## Os dados
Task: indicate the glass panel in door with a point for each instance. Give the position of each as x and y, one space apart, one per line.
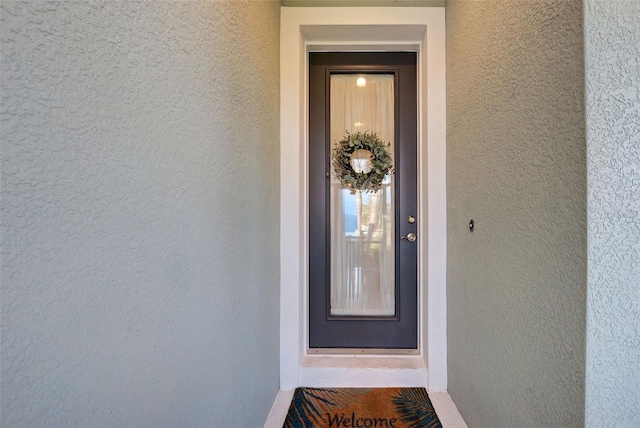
362 223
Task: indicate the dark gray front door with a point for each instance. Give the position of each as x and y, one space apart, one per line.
362 268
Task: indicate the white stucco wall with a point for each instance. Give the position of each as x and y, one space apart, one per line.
140 213
612 43
516 164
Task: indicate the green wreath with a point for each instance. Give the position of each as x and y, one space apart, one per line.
363 145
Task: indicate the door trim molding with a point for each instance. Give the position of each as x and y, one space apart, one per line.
347 29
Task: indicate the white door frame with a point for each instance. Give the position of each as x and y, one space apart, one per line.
305 29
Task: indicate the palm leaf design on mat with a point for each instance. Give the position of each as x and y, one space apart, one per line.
415 409
310 404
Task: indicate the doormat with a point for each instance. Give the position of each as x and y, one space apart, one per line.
361 408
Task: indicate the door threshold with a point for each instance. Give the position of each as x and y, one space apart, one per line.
361 351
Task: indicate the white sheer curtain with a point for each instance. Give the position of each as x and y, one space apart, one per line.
362 226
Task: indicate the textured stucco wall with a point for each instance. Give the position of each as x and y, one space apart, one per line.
516 164
140 215
612 48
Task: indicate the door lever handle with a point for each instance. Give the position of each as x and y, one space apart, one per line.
411 237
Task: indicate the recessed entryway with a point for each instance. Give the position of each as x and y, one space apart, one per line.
419 30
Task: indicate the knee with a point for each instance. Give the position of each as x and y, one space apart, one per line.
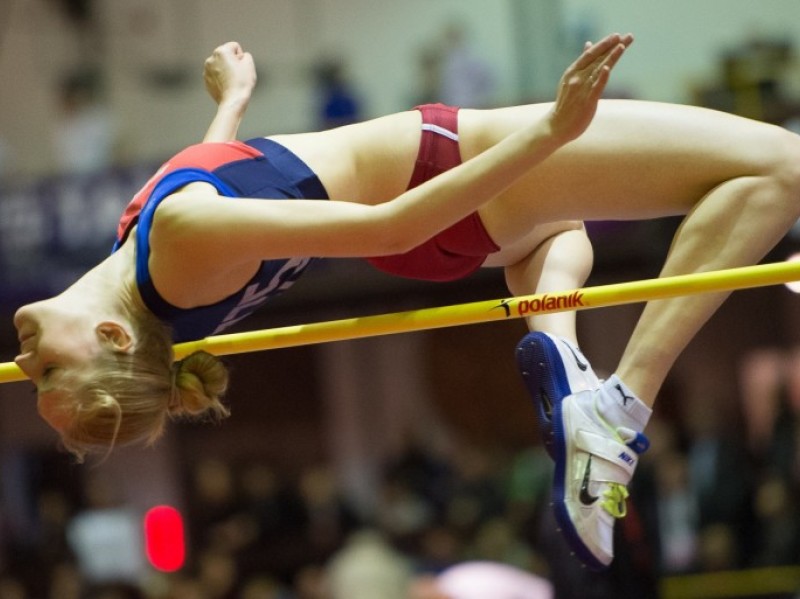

## Objetivo do exercício
Reproduza exatamente as linhas que começam na que contém "Task: indicate the recessed" e terminam no fim dos dados, incluindo a primeira e a última. Deixe as imagens fora da resposta.

## Resposta
Task: indicate the recessed entryway with a point for each instance. Give the position of each as x and y, one space apart, one per line.
419 30
Task: indicate the knee with a point for each instance. Give the position of each as x and y, one space apart, one per line.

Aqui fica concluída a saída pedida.